Complete the following ▸
A. Render this sentence from the Parker Solar Probe passage in Spanish: "The first perihelion in November will also return data to help scientists fully calibrate the spacecraft’s science instruments."
B. Write out the part of the Parker Solar Probe passage between "Scientists will have" and "well before then.", inclusive.

Document extract ▸
Scientists will have to wait more than six years for Parker Solar Probe’s closest encounter with the sun, but the mission could produce results well before then.
“In our very first flyby of the corona (in November), we get to a little more than 15 million miles from the sun’s surface,” said Nicola Fox, Parker Solar Probe’s project scientist at APL. “We’re already in a … very, very interesting coronal area. In fact, one of the key things about our early orbits is we’re actually just sort of at this sweet spot.
“As we’re rotating around the sun, the sun is rotating at the same time, the same speed,” Fox said. “If you think about it in that frame, the spacecraft is staying over the same area of the sun for many, many days, allowing us to do some incredible science on our very first flyby.”
The first perihelion in November will also return data to help scientists fully calibrate the spacecraft’s science instruments.

Image point grounding data
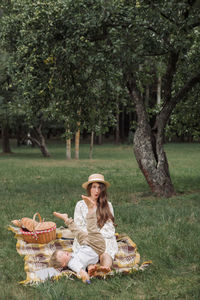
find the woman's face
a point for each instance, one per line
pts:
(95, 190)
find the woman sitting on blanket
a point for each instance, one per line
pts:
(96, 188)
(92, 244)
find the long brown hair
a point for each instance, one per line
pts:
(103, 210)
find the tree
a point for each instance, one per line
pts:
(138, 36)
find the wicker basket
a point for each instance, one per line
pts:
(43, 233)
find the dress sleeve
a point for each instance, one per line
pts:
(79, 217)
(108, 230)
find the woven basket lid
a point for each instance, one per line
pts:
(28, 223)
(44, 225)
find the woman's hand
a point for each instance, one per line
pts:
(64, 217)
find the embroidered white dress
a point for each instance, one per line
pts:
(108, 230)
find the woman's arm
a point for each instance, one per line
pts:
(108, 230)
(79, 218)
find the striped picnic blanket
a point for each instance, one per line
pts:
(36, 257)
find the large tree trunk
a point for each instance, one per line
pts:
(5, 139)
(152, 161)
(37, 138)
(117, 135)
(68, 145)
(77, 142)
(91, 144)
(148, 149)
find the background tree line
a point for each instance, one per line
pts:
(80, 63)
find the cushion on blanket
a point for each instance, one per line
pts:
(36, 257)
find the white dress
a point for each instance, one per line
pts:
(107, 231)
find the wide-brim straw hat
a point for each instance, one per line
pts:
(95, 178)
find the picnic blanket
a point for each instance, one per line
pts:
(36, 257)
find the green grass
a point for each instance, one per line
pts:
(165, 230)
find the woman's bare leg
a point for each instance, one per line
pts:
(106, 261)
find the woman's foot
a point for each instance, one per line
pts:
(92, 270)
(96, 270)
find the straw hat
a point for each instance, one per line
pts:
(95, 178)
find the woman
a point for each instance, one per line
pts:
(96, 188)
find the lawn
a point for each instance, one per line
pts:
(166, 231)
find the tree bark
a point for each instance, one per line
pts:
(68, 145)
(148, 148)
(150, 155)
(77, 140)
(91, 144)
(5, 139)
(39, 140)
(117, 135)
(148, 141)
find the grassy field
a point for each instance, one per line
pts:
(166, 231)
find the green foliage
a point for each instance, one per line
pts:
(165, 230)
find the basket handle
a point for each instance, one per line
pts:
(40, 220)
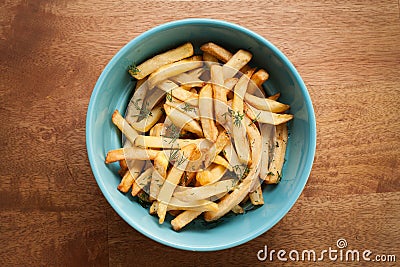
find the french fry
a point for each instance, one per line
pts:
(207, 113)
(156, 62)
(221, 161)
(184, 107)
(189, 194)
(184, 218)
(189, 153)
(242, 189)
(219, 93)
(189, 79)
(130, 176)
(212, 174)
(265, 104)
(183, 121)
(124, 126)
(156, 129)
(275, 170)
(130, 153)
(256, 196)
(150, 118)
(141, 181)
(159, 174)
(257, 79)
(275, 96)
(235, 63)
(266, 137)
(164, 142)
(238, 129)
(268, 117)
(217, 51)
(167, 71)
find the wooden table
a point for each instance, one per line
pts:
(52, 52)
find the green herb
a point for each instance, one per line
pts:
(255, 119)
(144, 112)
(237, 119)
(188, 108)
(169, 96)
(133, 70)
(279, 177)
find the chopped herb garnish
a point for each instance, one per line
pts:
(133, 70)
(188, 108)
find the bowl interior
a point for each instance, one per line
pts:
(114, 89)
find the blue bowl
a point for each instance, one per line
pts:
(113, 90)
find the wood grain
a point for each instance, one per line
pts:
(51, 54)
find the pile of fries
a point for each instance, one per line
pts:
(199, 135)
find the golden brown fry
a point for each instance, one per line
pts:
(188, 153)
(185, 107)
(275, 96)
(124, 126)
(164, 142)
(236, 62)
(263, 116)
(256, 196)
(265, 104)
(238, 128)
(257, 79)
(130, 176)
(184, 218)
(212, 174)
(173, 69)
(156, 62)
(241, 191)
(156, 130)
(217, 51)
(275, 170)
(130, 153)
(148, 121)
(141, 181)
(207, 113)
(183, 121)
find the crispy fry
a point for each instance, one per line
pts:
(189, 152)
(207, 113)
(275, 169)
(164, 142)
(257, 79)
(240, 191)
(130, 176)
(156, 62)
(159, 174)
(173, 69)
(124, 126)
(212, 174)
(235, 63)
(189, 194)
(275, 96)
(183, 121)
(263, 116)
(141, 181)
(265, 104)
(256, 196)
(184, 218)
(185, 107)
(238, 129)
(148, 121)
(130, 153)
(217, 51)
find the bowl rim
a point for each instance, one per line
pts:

Results for each task ▸
A. El primer perihelio, en noviembre, también enviará datos que ayudarán a los científicos a calibrar por completo los instrumentos científicos de la nave espacial.

B.
Scientists will have to wait more than six years for Parker Solar Probe’s closest encounter with the sun, but the mission could produce results well before then.